§ Required task:
Starting with the line that contains "Q: Locate the wooden" and going through the line that contains "(1172, 261)", write these lines out again with "utility pole" changed to "telephone pole" and everything else unchanged. Omit the pictures from your answer.

(Named object pointing entries)

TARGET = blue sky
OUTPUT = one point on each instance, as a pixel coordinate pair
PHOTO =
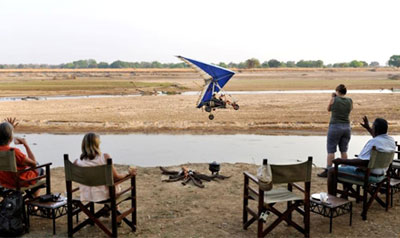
(53, 32)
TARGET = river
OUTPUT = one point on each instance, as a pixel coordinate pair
(150, 150)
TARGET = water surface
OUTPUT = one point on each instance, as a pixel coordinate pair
(165, 150)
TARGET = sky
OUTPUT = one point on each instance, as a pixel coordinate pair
(60, 31)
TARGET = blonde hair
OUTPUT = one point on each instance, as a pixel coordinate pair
(90, 146)
(6, 133)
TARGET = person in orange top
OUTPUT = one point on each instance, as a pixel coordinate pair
(23, 161)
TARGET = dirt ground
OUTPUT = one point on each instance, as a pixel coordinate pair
(270, 114)
(258, 114)
(174, 210)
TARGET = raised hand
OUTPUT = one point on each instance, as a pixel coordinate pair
(12, 121)
(365, 123)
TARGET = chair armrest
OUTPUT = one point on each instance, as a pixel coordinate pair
(251, 177)
(36, 167)
(362, 163)
(129, 176)
(298, 187)
(350, 175)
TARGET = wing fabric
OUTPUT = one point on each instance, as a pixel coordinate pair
(215, 78)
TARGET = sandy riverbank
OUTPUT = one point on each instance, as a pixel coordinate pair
(176, 114)
(271, 114)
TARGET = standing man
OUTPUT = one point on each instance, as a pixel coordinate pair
(339, 132)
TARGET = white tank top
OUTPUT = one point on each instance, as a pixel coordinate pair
(93, 193)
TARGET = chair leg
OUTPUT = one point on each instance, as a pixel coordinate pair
(364, 211)
(91, 209)
(245, 201)
(388, 192)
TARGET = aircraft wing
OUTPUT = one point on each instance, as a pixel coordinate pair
(215, 78)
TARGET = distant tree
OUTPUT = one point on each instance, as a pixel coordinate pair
(242, 65)
(223, 65)
(116, 64)
(265, 64)
(341, 65)
(290, 64)
(232, 65)
(310, 63)
(394, 60)
(156, 64)
(102, 65)
(252, 63)
(273, 63)
(374, 64)
(358, 64)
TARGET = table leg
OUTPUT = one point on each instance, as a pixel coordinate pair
(330, 220)
(54, 220)
(351, 212)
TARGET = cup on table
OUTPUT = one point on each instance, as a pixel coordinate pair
(17, 140)
(323, 197)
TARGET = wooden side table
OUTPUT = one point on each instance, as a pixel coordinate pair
(51, 210)
(334, 207)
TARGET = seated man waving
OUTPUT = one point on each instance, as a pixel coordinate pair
(382, 142)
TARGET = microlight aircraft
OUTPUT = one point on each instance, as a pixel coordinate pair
(213, 96)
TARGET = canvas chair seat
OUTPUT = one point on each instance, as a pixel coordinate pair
(378, 160)
(98, 176)
(360, 181)
(120, 199)
(39, 183)
(281, 174)
(277, 195)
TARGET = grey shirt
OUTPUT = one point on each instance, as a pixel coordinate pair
(341, 109)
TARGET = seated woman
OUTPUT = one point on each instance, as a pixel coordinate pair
(23, 161)
(92, 156)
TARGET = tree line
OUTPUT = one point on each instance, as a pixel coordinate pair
(394, 61)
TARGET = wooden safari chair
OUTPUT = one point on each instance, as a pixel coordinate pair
(395, 175)
(377, 160)
(96, 176)
(281, 174)
(8, 164)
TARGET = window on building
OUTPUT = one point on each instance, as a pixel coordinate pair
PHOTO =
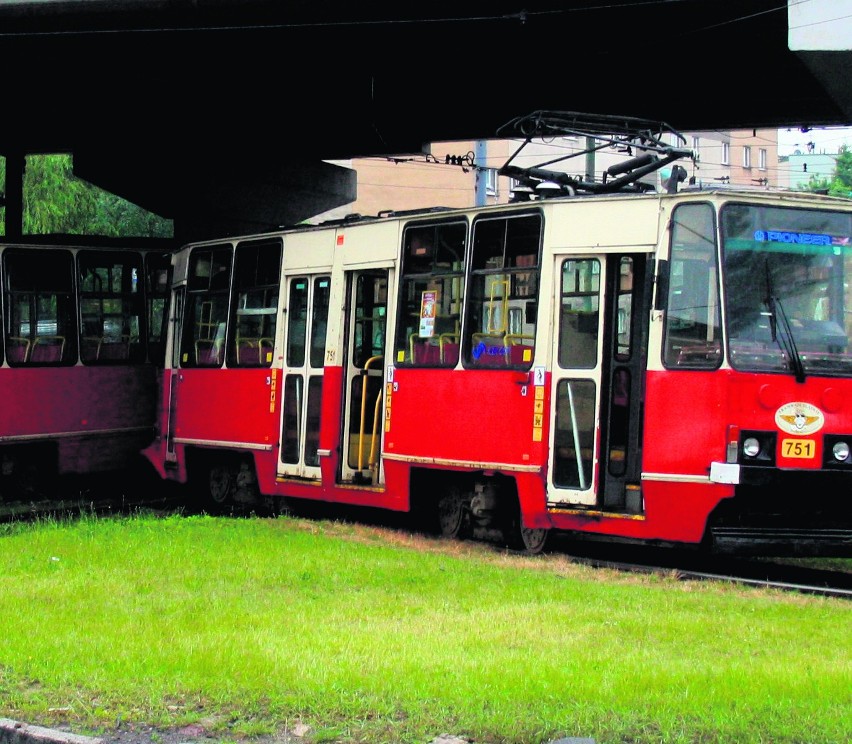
(491, 181)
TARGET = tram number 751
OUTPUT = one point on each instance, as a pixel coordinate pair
(803, 449)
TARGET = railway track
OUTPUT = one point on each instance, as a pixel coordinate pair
(775, 573)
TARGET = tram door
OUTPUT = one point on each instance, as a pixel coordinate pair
(594, 400)
(302, 376)
(363, 400)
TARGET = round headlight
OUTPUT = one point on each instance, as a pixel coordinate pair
(751, 447)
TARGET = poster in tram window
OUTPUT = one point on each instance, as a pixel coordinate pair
(428, 304)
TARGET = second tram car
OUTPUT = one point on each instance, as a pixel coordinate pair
(671, 368)
(83, 346)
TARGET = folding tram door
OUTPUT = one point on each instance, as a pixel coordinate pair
(364, 363)
(601, 323)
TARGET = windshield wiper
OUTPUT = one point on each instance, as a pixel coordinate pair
(785, 340)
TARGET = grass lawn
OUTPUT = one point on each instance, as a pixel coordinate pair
(252, 626)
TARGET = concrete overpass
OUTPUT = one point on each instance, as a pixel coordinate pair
(219, 113)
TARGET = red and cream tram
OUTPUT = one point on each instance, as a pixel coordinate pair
(672, 368)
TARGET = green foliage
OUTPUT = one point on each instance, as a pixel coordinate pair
(840, 184)
(56, 201)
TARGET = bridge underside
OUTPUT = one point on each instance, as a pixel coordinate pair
(218, 114)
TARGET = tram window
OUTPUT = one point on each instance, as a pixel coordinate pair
(312, 422)
(431, 290)
(624, 317)
(291, 432)
(502, 292)
(693, 324)
(111, 307)
(40, 325)
(574, 435)
(371, 298)
(206, 307)
(157, 285)
(257, 269)
(319, 320)
(579, 313)
(297, 321)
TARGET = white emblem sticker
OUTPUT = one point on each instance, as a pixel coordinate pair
(799, 418)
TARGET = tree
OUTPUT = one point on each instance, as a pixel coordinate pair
(842, 183)
(56, 201)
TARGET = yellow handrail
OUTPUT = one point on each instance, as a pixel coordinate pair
(364, 411)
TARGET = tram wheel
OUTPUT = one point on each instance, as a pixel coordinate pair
(533, 540)
(451, 513)
(221, 482)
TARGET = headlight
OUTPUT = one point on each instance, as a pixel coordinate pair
(840, 451)
(751, 447)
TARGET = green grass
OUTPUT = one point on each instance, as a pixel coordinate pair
(249, 626)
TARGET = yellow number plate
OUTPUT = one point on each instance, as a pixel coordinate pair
(802, 449)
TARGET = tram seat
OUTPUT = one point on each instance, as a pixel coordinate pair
(520, 352)
(47, 349)
(89, 348)
(248, 351)
(424, 351)
(114, 350)
(208, 353)
(449, 346)
(489, 350)
(18, 349)
(266, 347)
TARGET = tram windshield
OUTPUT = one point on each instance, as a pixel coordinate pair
(788, 304)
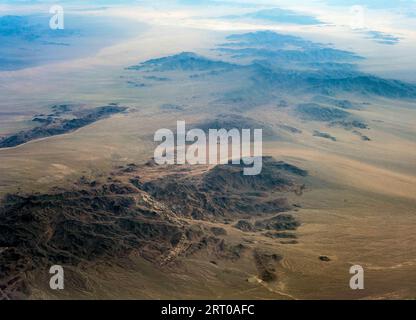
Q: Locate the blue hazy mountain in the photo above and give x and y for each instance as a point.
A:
(186, 61)
(305, 68)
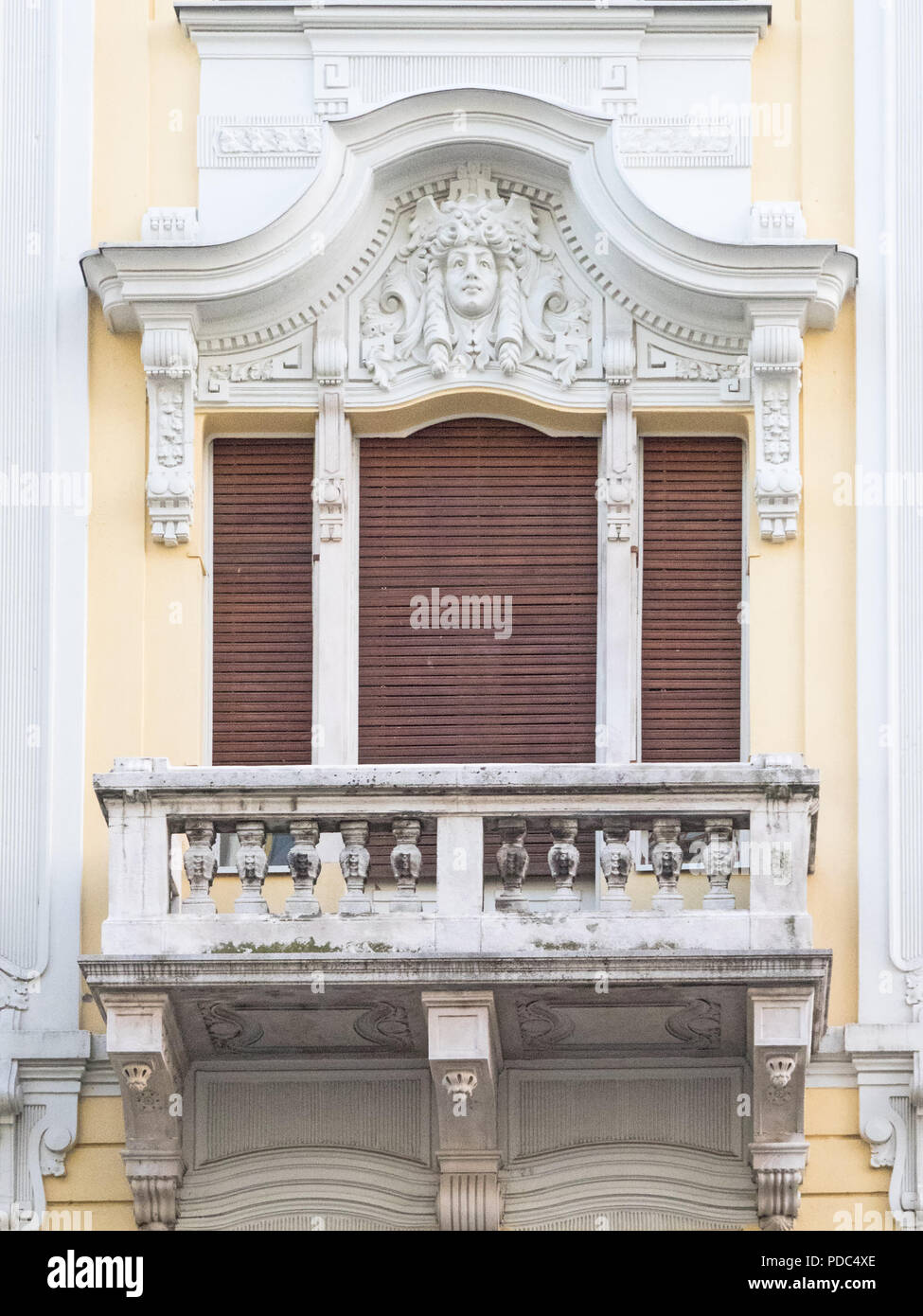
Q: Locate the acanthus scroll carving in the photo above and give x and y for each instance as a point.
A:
(474, 289)
(170, 360)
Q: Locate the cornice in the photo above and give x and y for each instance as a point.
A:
(673, 16)
(275, 276)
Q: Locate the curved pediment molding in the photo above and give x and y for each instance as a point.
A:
(570, 262)
(290, 266)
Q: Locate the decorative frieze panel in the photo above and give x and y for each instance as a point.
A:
(777, 353)
(259, 141)
(170, 357)
(689, 1110)
(474, 291)
(232, 378)
(663, 360)
(352, 83)
(683, 141)
(373, 1112)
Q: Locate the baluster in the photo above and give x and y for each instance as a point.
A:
(666, 861)
(252, 864)
(406, 861)
(201, 863)
(512, 863)
(719, 856)
(354, 866)
(304, 867)
(616, 863)
(563, 861)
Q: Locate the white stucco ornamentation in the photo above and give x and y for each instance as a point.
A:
(777, 353)
(170, 358)
(474, 289)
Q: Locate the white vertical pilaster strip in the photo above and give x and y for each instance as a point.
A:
(27, 111)
(336, 539)
(616, 711)
(873, 166)
(905, 458)
(777, 353)
(44, 499)
(170, 357)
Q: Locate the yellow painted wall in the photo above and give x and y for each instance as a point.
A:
(145, 623)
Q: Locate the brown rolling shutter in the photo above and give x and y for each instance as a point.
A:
(261, 576)
(690, 599)
(478, 507)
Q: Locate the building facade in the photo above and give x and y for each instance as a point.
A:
(470, 699)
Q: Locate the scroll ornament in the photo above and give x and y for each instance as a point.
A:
(474, 289)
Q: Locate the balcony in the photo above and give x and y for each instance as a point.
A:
(488, 861)
(630, 945)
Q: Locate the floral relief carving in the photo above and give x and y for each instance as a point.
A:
(386, 1025)
(700, 1023)
(170, 425)
(540, 1025)
(228, 1031)
(268, 140)
(775, 422)
(474, 289)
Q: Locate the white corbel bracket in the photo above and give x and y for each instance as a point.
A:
(170, 357)
(465, 1061)
(618, 479)
(777, 353)
(889, 1067)
(778, 1025)
(333, 436)
(147, 1053)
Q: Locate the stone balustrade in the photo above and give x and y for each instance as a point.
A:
(494, 860)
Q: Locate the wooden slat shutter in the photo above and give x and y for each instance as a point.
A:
(478, 507)
(691, 571)
(261, 576)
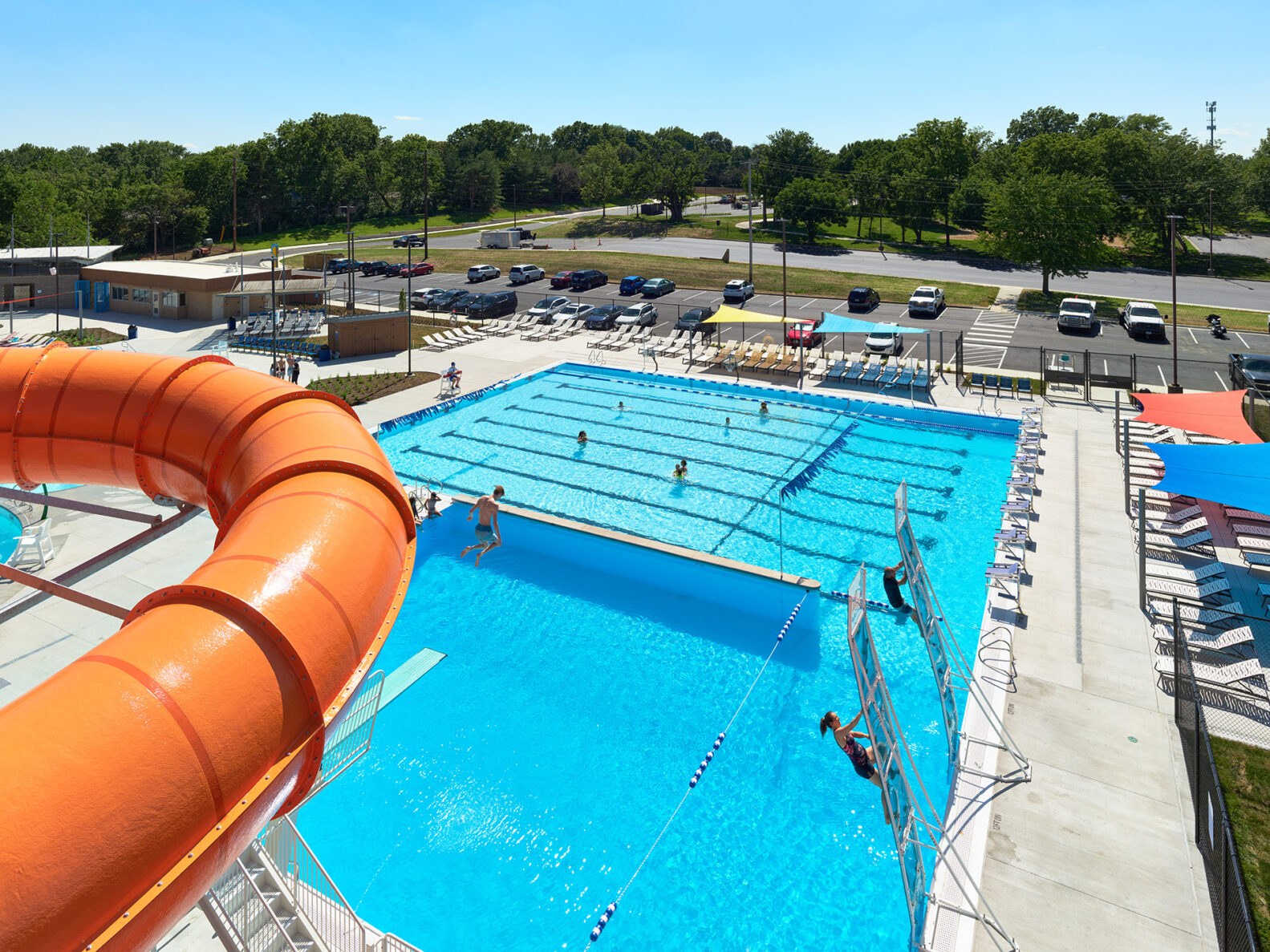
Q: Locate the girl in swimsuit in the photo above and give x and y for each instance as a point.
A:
(862, 757)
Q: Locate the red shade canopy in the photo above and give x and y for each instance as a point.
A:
(1213, 414)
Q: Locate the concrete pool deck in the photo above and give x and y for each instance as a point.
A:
(1096, 851)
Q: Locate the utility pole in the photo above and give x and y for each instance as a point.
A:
(749, 196)
(58, 287)
(1211, 233)
(235, 206)
(1172, 261)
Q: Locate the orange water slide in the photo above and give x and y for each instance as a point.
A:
(131, 778)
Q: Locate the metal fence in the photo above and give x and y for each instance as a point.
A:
(1213, 836)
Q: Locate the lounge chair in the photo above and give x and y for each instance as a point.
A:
(1248, 675)
(1203, 640)
(1196, 614)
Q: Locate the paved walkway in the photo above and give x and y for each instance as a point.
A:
(1095, 852)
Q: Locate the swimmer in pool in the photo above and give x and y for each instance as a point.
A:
(862, 757)
(487, 525)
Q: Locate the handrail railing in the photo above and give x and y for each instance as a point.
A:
(313, 890)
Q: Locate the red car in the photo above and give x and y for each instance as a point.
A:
(804, 334)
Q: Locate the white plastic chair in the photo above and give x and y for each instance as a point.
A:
(34, 545)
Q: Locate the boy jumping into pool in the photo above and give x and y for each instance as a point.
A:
(893, 594)
(487, 525)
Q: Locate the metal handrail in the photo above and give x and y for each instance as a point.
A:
(274, 917)
(311, 888)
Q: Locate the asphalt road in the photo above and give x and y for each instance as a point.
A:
(992, 340)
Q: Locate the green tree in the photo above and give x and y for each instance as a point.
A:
(1054, 222)
(813, 202)
(1037, 122)
(603, 176)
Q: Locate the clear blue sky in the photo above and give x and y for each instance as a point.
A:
(840, 69)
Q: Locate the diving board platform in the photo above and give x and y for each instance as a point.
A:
(408, 673)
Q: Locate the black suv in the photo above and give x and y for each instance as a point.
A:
(691, 322)
(496, 304)
(862, 300)
(603, 318)
(1250, 371)
(587, 279)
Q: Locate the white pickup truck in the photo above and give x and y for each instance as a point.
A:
(1142, 319)
(1076, 313)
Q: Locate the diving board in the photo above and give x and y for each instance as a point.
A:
(408, 673)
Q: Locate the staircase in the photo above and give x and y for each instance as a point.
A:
(252, 912)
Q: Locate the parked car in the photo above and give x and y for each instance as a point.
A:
(804, 333)
(1077, 314)
(886, 339)
(497, 304)
(548, 309)
(603, 318)
(691, 322)
(1250, 371)
(1142, 319)
(451, 298)
(587, 279)
(926, 300)
(422, 298)
(574, 313)
(642, 315)
(862, 300)
(525, 273)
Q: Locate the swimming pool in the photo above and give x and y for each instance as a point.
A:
(512, 791)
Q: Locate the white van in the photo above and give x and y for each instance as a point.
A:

§ Solution for this problem:
Q: Locate the wooden slat shutter in the photo above and give x and y for each instance as a point.
A:
(478, 507)
(691, 571)
(261, 576)
Q: Locate the girl in swimsuit in the photo above and give x and y for each instance as a point.
A:
(862, 757)
Q: Locate the red shade canopy in the photo above and give x and y for each instance as a point.
A:
(1213, 414)
Q: Locate the concrete pool deck in the photo above and give x and y for each instance as a point.
A:
(1096, 851)
Q: Locate the telephone pole in the photo above and give x and y for each instance as a point.
A:
(749, 196)
(58, 287)
(1211, 233)
(235, 206)
(1172, 261)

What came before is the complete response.